■ TASK REQUIREMENTS ■
Retype the lines below without changes, starting with the line containing "Find the burned" and going on through the line containing "xmin=75 ymin=43 xmax=85 ymax=170".

■ STORED RECORDS ■
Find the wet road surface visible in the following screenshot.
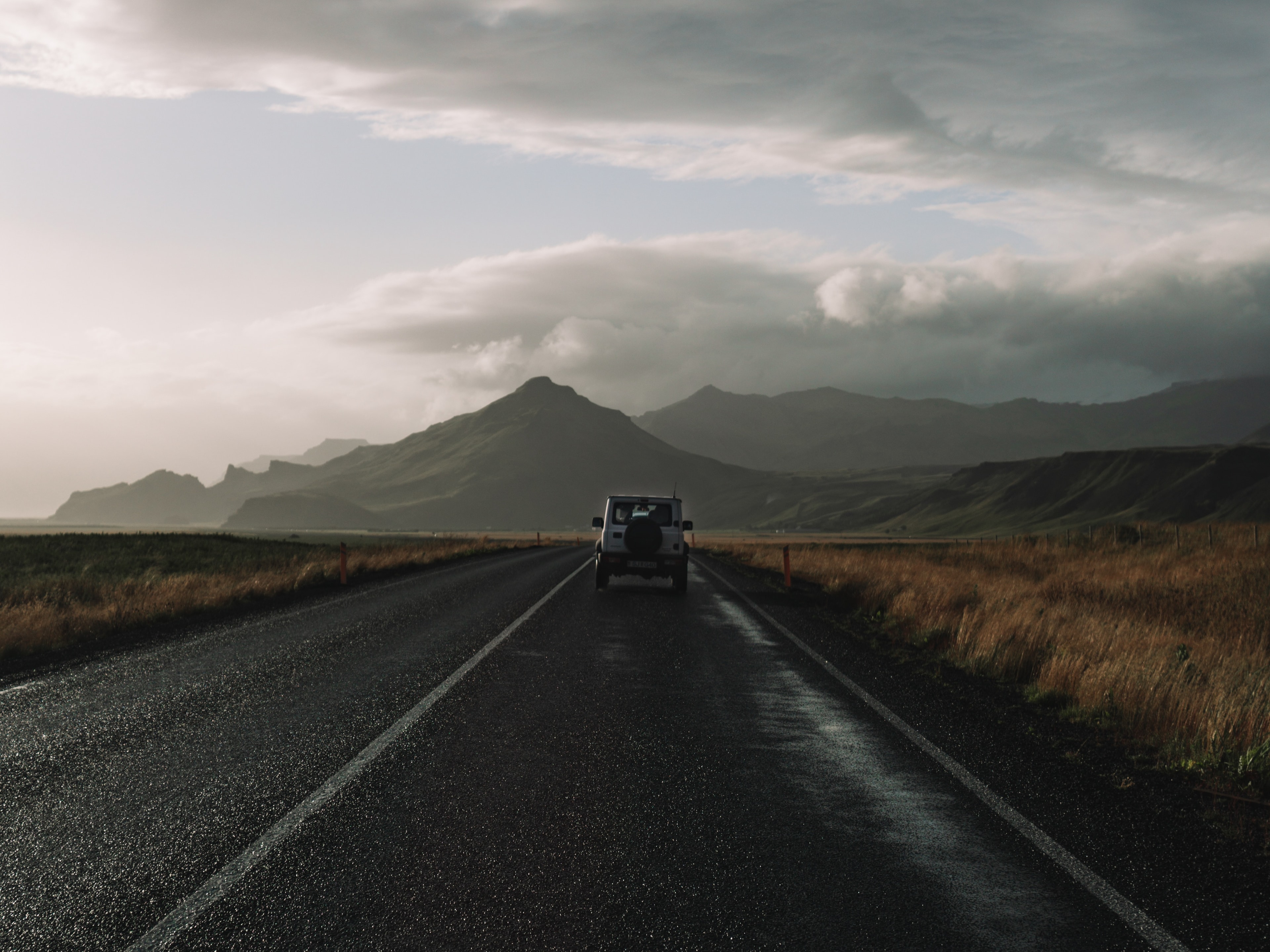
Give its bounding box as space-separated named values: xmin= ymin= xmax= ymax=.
xmin=0 ymin=548 xmax=1163 ymax=949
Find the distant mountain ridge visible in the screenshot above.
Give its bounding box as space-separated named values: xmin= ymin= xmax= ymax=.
xmin=226 ymin=377 xmax=766 ymax=529
xmin=50 ymin=444 xmax=368 ymax=526
xmin=52 ymin=377 xmax=1270 ymax=535
xmin=635 ymin=377 xmax=1270 ymax=472
xmin=237 ymin=438 xmax=371 ymax=472
xmin=818 ymin=446 xmax=1270 ymax=536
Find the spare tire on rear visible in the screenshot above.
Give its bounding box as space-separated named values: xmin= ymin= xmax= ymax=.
xmin=625 ymin=519 xmax=662 ymax=555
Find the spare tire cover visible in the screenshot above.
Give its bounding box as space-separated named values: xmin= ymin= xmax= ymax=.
xmin=626 ymin=519 xmax=662 ymax=555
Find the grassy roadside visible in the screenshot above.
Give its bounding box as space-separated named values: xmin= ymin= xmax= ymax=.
xmin=0 ymin=533 xmax=532 ymax=659
xmin=702 ymin=529 xmax=1270 ymax=798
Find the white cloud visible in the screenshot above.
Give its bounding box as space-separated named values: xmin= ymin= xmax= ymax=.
xmin=0 ymin=0 xmax=1270 ymax=249
xmin=0 ymin=232 xmax=1270 ymax=515
xmin=269 ymin=232 xmax=1270 ymax=411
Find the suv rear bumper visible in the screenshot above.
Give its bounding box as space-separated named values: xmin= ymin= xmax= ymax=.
xmin=599 ymin=552 xmax=687 ymax=579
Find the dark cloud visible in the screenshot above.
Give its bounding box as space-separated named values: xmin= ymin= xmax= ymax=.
xmin=288 ymin=235 xmax=1270 ymax=410
xmin=0 ymin=0 xmax=1270 ymax=231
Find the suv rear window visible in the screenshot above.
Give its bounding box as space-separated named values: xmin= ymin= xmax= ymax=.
xmin=614 ymin=503 xmax=671 ymax=526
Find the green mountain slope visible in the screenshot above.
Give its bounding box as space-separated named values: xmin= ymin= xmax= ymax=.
xmin=50 ymin=459 xmax=365 ymax=526
xmin=818 ymin=446 xmax=1270 ymax=536
xmin=636 ymin=377 xmax=1270 ymax=471
xmin=1240 ymin=423 xmax=1270 ymax=443
xmin=226 ymin=377 xmax=767 ymax=529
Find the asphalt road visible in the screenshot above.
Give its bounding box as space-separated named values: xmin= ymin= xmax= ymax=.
xmin=0 ymin=548 xmax=1163 ymax=949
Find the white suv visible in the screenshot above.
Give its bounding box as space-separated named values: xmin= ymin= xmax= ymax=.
xmin=591 ymin=496 xmax=692 ymax=593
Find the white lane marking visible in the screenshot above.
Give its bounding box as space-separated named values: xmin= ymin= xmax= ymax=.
xmin=694 ymin=560 xmax=1189 ymax=952
xmin=0 ymin=680 xmax=44 ymax=694
xmin=128 ymin=557 xmax=596 ymax=952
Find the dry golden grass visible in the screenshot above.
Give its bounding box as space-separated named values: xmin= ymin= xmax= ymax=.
xmin=712 ymin=527 xmax=1270 ymax=773
xmin=0 ymin=537 xmax=514 ymax=656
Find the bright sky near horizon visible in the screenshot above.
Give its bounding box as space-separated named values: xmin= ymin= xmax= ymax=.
xmin=0 ymin=0 xmax=1270 ymax=517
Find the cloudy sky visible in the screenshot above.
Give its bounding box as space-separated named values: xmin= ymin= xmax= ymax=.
xmin=0 ymin=0 xmax=1270 ymax=515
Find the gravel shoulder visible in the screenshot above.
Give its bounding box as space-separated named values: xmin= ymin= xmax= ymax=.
xmin=695 ymin=553 xmax=1270 ymax=949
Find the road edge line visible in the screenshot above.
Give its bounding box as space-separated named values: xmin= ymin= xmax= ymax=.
xmin=694 ymin=559 xmax=1190 ymax=952
xmin=128 ymin=557 xmax=596 ymax=952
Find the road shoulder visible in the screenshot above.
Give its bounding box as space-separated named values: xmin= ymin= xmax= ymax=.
xmin=694 ymin=553 xmax=1270 ymax=949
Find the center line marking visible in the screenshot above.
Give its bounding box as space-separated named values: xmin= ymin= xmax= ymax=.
xmin=692 ymin=559 xmax=1189 ymax=952
xmin=0 ymin=680 xmax=44 ymax=694
xmin=128 ymin=557 xmax=596 ymax=952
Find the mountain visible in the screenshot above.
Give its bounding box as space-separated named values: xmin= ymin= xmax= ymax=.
xmin=237 ymin=439 xmax=369 ymax=472
xmin=815 ymin=446 xmax=1270 ymax=536
xmin=1240 ymin=423 xmax=1270 ymax=443
xmin=50 ymin=455 xmax=368 ymax=526
xmin=50 ymin=470 xmax=225 ymax=526
xmin=226 ymin=377 xmax=772 ymax=529
xmin=635 ymin=377 xmax=1270 ymax=471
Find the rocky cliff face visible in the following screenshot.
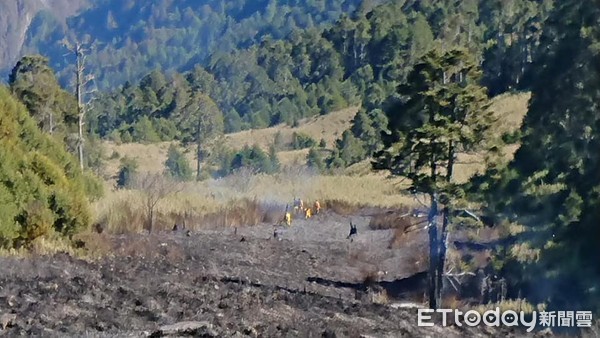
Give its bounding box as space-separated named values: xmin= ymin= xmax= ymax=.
xmin=0 ymin=0 xmax=90 ymax=73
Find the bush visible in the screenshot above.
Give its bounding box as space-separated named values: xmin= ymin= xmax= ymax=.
xmin=306 ymin=148 xmax=325 ymax=173
xmin=0 ymin=87 xmax=95 ymax=247
xmin=292 ymin=132 xmax=317 ymax=150
xmin=131 ymin=116 xmax=160 ymax=143
xmin=165 ymin=144 xmax=193 ymax=181
xmin=117 ymin=157 xmax=138 ymax=188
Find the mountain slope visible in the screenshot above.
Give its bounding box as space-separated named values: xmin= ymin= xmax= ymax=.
xmin=0 ymin=0 xmax=88 ymax=75
xmin=0 ymin=0 xmax=382 ymax=88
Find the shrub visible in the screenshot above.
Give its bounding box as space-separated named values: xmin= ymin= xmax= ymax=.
xmin=165 ymin=144 xmax=193 ymax=181
xmin=117 ymin=157 xmax=138 ymax=188
xmin=0 ymin=87 xmax=95 ymax=247
xmin=292 ymin=132 xmax=317 ymax=149
xmin=131 ymin=116 xmax=160 ymax=143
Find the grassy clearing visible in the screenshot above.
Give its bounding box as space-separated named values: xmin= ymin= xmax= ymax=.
xmin=93 ymin=169 xmax=414 ymax=234
xmin=94 ymin=93 xmax=530 ymax=233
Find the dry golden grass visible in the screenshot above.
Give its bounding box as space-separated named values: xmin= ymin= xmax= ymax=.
xmin=94 ymin=93 xmax=530 ymax=233
xmin=277 ymin=149 xmax=308 ymax=166
xmin=225 ymin=107 xmax=358 ymax=149
xmin=93 ymin=169 xmax=415 ymax=233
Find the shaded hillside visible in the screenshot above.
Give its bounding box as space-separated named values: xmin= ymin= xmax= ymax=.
xmin=99 ymin=93 xmax=530 ymax=181
xmin=0 ymin=0 xmax=89 ymax=73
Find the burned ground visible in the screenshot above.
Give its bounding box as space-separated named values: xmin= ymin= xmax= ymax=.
xmin=0 ymin=210 xmax=536 ymax=337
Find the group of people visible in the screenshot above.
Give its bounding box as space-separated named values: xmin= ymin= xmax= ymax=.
xmin=284 ymin=197 xmax=321 ymax=226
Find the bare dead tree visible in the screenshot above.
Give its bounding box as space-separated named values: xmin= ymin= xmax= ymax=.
xmin=133 ymin=173 xmax=182 ymax=232
xmin=63 ymin=40 xmax=94 ymax=170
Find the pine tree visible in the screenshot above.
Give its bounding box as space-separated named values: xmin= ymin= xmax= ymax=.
xmin=373 ymin=49 xmax=494 ymax=308
xmin=478 ymin=0 xmax=600 ymax=311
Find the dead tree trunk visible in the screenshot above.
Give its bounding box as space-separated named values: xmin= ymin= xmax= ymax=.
xmin=427 ymin=194 xmax=438 ymax=309
xmin=436 ymin=141 xmax=455 ymax=305
xmin=75 ymin=43 xmax=85 ymax=170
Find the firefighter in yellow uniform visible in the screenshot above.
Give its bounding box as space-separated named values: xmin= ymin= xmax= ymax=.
xmin=315 ymin=201 xmax=321 ymax=215
xmin=305 ymin=208 xmax=312 ymax=219
xmin=283 ymin=205 xmax=292 ymax=226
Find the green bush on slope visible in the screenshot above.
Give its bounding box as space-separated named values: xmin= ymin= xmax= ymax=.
xmin=0 ymin=87 xmax=101 ymax=247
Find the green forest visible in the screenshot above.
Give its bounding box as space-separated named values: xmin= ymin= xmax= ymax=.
xmin=0 ymin=0 xmax=600 ymax=320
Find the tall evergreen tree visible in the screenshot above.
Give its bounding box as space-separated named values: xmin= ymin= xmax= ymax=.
xmin=373 ymin=49 xmax=494 ymax=308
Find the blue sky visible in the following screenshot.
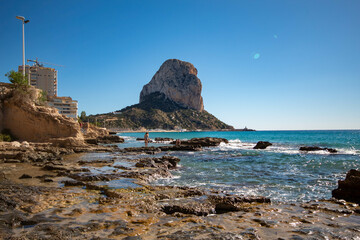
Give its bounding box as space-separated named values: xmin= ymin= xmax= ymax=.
xmin=0 ymin=0 xmax=360 ymax=130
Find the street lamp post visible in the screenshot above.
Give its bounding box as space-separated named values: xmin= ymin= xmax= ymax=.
xmin=16 ymin=16 xmax=30 ymax=85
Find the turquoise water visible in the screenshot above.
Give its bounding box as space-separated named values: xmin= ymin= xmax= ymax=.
xmin=120 ymin=130 xmax=360 ymax=201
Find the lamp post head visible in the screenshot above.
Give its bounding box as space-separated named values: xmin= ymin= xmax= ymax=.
xmin=16 ymin=16 xmax=25 ymax=21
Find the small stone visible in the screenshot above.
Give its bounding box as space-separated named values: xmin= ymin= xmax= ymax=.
xmin=19 ymin=174 xmax=32 ymax=179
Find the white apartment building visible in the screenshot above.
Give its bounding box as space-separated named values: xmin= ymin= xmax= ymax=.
xmin=19 ymin=63 xmax=58 ymax=97
xmin=48 ymin=96 xmax=78 ymax=119
xmin=19 ymin=60 xmax=78 ymax=119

■ OUTPUT BELOW ■
Find the burned ground visible in the screenshot above.
Give its bounding box as space-separated named values: xmin= ymin= xmax= ymax=.
xmin=0 ymin=210 xmax=536 ymax=337
Find the group of people visible in the screenshot above.
Give its bounding box as space-separated named values: xmin= ymin= xmax= ymax=.
xmin=284 ymin=197 xmax=321 ymax=226
Find the bare dead tree visible in the screenshot above.
Give its bounding box as space-separated named values: xmin= ymin= xmax= ymax=.
xmin=133 ymin=173 xmax=182 ymax=232
xmin=63 ymin=40 xmax=94 ymax=170
Find the pine tree visible in the screenshot above.
Give its bounding box as space-separated named values: xmin= ymin= xmax= ymax=.
xmin=373 ymin=49 xmax=494 ymax=308
xmin=478 ymin=0 xmax=600 ymax=311
Find the dead tree trunk visible in the screenshot above.
Give its bounding box as space-separated named values: xmin= ymin= xmax= ymax=.
xmin=427 ymin=194 xmax=438 ymax=309
xmin=436 ymin=141 xmax=455 ymax=305
xmin=75 ymin=43 xmax=85 ymax=170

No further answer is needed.